● **Do this**: Rewrite the stretch of the listing from the line containing "trace --target blue" through the line containing "230], [384, 236]]", changing "vertex pairs" to "coordinate pairs" and leaving everything else as it is.

--- Excerpted records ---

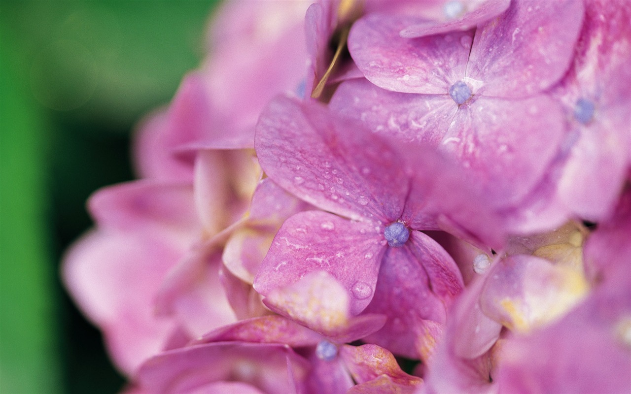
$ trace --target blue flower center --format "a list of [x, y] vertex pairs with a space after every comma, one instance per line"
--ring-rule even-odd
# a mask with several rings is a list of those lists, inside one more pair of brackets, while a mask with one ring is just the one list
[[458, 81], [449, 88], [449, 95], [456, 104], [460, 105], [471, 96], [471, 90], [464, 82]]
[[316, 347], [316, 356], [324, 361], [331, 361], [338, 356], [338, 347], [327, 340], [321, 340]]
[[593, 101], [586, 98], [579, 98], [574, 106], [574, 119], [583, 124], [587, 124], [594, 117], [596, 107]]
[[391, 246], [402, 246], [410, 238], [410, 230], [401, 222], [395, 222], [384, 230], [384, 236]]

---
--- Excerpted records ---

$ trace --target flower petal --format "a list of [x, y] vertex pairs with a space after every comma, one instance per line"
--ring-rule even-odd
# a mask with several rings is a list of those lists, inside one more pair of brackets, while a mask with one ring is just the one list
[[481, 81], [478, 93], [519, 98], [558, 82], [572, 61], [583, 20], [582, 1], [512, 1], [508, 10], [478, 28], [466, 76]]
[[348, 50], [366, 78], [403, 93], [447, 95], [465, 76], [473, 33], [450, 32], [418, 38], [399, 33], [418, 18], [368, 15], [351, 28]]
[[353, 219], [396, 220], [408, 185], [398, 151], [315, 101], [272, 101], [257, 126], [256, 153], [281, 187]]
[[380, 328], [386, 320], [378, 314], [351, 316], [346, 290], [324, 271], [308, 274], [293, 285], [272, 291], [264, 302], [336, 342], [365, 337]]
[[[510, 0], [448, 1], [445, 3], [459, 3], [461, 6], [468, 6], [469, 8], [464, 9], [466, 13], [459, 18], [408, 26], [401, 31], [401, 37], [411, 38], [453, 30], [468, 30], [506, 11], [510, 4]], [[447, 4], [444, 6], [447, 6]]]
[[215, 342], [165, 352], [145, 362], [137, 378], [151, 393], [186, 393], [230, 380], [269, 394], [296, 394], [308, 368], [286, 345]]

---

● **Answer for the task**:
$ trace --target blue flower center --format "a list of [x, y] coordinate pairs with a space after every comma, one instance per line"
--ring-rule even-odd
# a mask with several rings is a list of those lists, inside one more pair of brackets, while a mask with one ring is just the one list
[[458, 81], [449, 88], [449, 95], [456, 104], [460, 105], [471, 96], [471, 90], [464, 82]]
[[316, 347], [316, 356], [324, 361], [331, 361], [338, 356], [338, 347], [327, 340], [321, 340]]
[[593, 101], [586, 98], [579, 98], [574, 106], [574, 119], [583, 124], [587, 124], [594, 117], [596, 107]]
[[391, 246], [402, 246], [410, 238], [410, 230], [401, 222], [395, 222], [384, 230], [384, 236]]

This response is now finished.